__DOCUMENT PASSAGE__.
Scaling East Wall of Acheron Valley
What Walkers Found
( By a Special Correspondent )
Tourists who have driven through the Acheron Valley, from Narbethong to Warburton, or have walked along the old pack track that rambled along, crossing tributary after tributary of the Acheron River, might have wondered what the valley was like off the beaten track, and what a closer view would reveal of the walls which the Great Dividing Range hems the valley.
My curiosity got the better of me and I found a curious formation, the Dividing Range, after reaching Mount Strickland, takes a sudden dip to the southward to within a few miles of Warburton and Mount Donna Buang then suddenly it turns to the north and passing over Mount Vinegar, crosses the Blacks Spur and resumes its normal east-west course over Mount Monda and St Leonard. Such a vicious bite southward of a northward flowing river provides something unusual for the tourist. The little track that wound southward from Narbethong in 1923 has been surplanted by the Acheron Way and something of the awe-inspiring nature of the trip through the valley has been lost. Still the valley provides new material for many holidays.
Track marked "indistinct"
In Easter 1929 we chose the East Wall. Those who know the tourist map of the district will recall a track marked on the map that starts from the Splitter's Camp near the extreme south of the valley and winds northward over the Divide to the summit of Mount Strickland.
This track has tantalisingly been marked " Track indistinct " by the tourist authorities and they warn that the track is overgrown and that they cannot advise you to attempt to follow it.

__DATASET EXCERPT__.
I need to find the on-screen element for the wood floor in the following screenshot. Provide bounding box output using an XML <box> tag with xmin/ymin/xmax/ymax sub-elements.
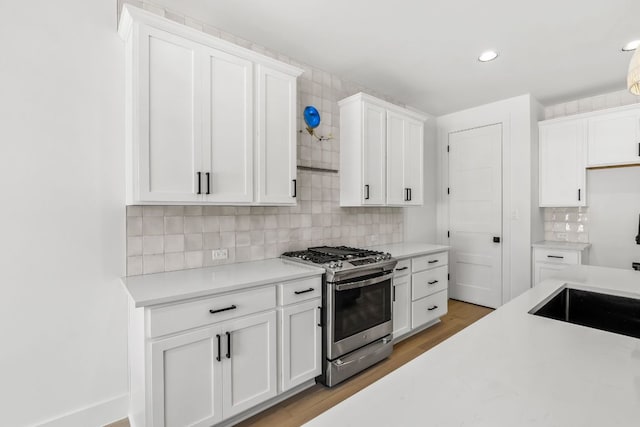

__WHAT YOU WILL DO__. In the Acheron Valley article, where does the track marked on the tourist map begin?

__EXPECTED OUTPUT__. It starts from the Splitter's Camp near the extreme south of the valley.